WHAT IS EXPECTED:
Without the pictures, return each record as it appears.

Start MATERIAL SHOWN

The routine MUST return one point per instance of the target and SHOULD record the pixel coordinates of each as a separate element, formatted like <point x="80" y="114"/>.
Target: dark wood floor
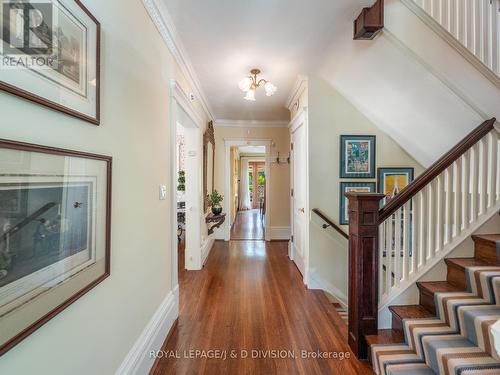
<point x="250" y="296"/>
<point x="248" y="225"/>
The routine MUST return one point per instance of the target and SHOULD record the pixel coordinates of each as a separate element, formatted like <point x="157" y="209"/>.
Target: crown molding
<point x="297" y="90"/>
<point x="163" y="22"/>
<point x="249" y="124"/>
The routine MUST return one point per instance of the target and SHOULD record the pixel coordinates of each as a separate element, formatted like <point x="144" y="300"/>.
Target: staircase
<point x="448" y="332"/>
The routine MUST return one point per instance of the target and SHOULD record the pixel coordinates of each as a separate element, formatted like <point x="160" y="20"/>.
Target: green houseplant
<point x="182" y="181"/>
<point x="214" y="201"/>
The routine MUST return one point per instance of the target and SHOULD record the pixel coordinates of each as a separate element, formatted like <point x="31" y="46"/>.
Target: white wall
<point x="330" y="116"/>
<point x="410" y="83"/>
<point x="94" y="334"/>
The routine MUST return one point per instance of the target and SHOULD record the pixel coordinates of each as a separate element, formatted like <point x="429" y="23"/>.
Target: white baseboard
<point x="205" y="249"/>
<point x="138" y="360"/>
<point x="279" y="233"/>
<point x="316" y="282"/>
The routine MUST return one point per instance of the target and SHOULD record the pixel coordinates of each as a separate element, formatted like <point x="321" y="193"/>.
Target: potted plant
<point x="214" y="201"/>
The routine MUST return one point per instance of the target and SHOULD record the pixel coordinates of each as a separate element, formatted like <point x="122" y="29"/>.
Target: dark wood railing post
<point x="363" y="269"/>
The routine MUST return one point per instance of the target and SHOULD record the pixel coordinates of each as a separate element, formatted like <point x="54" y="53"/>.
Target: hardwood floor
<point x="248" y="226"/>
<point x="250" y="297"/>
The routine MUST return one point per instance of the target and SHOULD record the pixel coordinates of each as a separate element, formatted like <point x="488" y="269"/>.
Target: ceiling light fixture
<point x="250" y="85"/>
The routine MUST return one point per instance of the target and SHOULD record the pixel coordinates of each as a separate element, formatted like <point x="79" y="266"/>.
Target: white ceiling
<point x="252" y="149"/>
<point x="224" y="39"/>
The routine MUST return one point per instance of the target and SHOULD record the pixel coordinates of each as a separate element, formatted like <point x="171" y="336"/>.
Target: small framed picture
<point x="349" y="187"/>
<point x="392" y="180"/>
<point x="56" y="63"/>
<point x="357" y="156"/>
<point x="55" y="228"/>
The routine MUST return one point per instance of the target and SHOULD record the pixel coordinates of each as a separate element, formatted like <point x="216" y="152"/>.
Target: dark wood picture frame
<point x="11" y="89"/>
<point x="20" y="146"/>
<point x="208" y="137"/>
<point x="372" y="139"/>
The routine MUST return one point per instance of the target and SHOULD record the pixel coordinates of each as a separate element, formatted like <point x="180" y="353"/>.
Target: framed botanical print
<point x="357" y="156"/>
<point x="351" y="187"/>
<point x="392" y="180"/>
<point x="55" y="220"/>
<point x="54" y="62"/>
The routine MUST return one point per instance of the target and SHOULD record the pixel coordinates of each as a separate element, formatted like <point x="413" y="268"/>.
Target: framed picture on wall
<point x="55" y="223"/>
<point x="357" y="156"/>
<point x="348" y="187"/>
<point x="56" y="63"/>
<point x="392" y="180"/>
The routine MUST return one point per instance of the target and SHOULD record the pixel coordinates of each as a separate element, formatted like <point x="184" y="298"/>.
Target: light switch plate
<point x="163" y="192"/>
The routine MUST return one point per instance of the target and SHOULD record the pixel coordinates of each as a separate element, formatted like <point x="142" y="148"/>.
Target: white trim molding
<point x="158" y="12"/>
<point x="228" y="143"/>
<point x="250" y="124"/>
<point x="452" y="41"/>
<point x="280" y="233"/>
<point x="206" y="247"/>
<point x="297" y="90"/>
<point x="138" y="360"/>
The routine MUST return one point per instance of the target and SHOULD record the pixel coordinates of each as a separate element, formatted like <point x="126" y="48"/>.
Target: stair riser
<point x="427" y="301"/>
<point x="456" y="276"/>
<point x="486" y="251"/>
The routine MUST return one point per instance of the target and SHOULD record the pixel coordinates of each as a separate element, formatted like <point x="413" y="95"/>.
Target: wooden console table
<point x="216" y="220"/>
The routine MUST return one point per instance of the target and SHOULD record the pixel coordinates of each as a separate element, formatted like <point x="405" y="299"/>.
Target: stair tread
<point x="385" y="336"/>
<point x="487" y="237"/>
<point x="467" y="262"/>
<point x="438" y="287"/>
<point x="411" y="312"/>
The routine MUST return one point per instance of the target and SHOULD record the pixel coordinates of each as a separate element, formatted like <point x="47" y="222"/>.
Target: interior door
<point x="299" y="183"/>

End MATERIAL SHOWN

TASK RESPONSE:
The routine MUST return one point per instance of the target and SHOULD record the pixel coordinates of each as a separate element, formatted like <point x="80" y="114"/>.
Target: dark wood floor
<point x="250" y="296"/>
<point x="248" y="225"/>
The routine MUST return one point per instance of the target and SHOULD record the pixel coordinates of each as a separate element, formatted like <point x="157" y="209"/>.
Target: crown molding
<point x="297" y="90"/>
<point x="163" y="22"/>
<point x="249" y="124"/>
The routine MUST return one point per instance of the target and SHOULD record the pixel coordinates of each as a separate element, formatted like <point x="144" y="300"/>.
Target: staircase
<point x="448" y="332"/>
The routine MUST return one point per instance of the target and SHOULD record the pixel coordinates of each as a separate element, formatted like <point x="160" y="20"/>.
Target: green houseplant
<point x="182" y="181"/>
<point x="214" y="201"/>
The routine MUST return one point per instance of the target and SHOULD record the pixel coordinates of each as a separate element, formatted like <point x="31" y="46"/>.
Target: white wall
<point x="330" y="116"/>
<point x="410" y="83"/>
<point x="94" y="334"/>
The routine MUST return one point per instance of the target and SHOULD record the pixel coordinates of each as a separate element, formatted like <point x="429" y="23"/>.
Target: white baseboard
<point x="205" y="249"/>
<point x="138" y="360"/>
<point x="279" y="233"/>
<point x="316" y="282"/>
The routine MUST return one point per instance of the target and SHOULD record the pixel coordinates of each as a separate element, formatted like <point x="321" y="193"/>.
Target: potted plant
<point x="214" y="201"/>
The routine MUST return one point per instance of the target and SHOULD record the pixel coordinates of each as a separate element, formatted like <point x="122" y="29"/>.
Target: dark wood railing post
<point x="363" y="269"/>
The routine MUST return one point per instance of the target and SHOULD record the pixel coordinates of each as a separate element, formatted like <point x="54" y="53"/>.
Target: hardwood floor
<point x="248" y="226"/>
<point x="250" y="297"/>
The routine MUST return one point per instance of the target and SHOULD record the pixel coordinates of each as a separate element, formatted like <point x="488" y="269"/>.
Target: ceiling light fixture
<point x="250" y="85"/>
The routine MUST return one point per instance of the target and SHOULD record the pixel coordinates of each as a separate element, formatted like <point x="79" y="266"/>.
Target: white ceiling
<point x="252" y="149"/>
<point x="224" y="39"/>
The routine MUST return one point per instance of the target and SHOULD record the pixel coordinates of each as a separate element, formatted like <point x="171" y="336"/>.
Target: small framed picture
<point x="349" y="187"/>
<point x="392" y="180"/>
<point x="56" y="63"/>
<point x="357" y="156"/>
<point x="55" y="228"/>
The routine MUST return one point per instance of the target and SHOULD record the pixel coordinates of each as a separate element, formatted like <point x="216" y="152"/>.
Target: dark wood picture frame
<point x="11" y="89"/>
<point x="20" y="146"/>
<point x="208" y="137"/>
<point x="372" y="139"/>
The routine MUST return one point per instance of the target and SHOULD record the pixel coordinates of each as a separate element, formatted like <point x="180" y="353"/>.
Target: framed botanical print
<point x="357" y="156"/>
<point x="351" y="187"/>
<point x="392" y="180"/>
<point x="55" y="220"/>
<point x="54" y="62"/>
The routine MUST return one point per instance of the target and SHOULD record the pixel coordinates of each as a separate element, formatted like <point x="413" y="268"/>.
Target: framed picture on wall
<point x="55" y="223"/>
<point x="357" y="156"/>
<point x="348" y="187"/>
<point x="56" y="63"/>
<point x="392" y="180"/>
The routine MUST return one point per instance of the target and SHOULD record the pixel coordinates of each as a separate element, formatted like <point x="184" y="298"/>.
Target: light switch plate
<point x="163" y="192"/>
The routine MUST return one point per instance of the target and SHOULD record the pixel coordinates of each as a separate element, formatted like <point x="142" y="148"/>.
Target: white trim molding
<point x="158" y="12"/>
<point x="228" y="143"/>
<point x="250" y="124"/>
<point x="452" y="41"/>
<point x="280" y="233"/>
<point x="206" y="247"/>
<point x="297" y="90"/>
<point x="138" y="360"/>
The routine MUST return one point per instance of the target and SHOULD record the pixel coordinates of each as a separate element, formatted like <point x="126" y="48"/>.
Target: stair riser
<point x="427" y="301"/>
<point x="456" y="276"/>
<point x="486" y="251"/>
The routine MUST return one point per instance of the target and SHOULD record the pixel coordinates of each as a separate element, formatted like <point x="413" y="95"/>.
Target: wooden console table
<point x="216" y="220"/>
The routine MUST return one point per instance of the target and SHOULD record the pixel coordinates of each as a separate element, formatted like <point x="405" y="299"/>.
Target: stair tread
<point x="385" y="336"/>
<point x="487" y="237"/>
<point x="467" y="262"/>
<point x="438" y="287"/>
<point x="411" y="312"/>
The routine MUST return one point per instance of the target and SHOULD record the pixel coordinates of each as a separate element, formatted like <point x="47" y="222"/>.
Target: interior door
<point x="299" y="183"/>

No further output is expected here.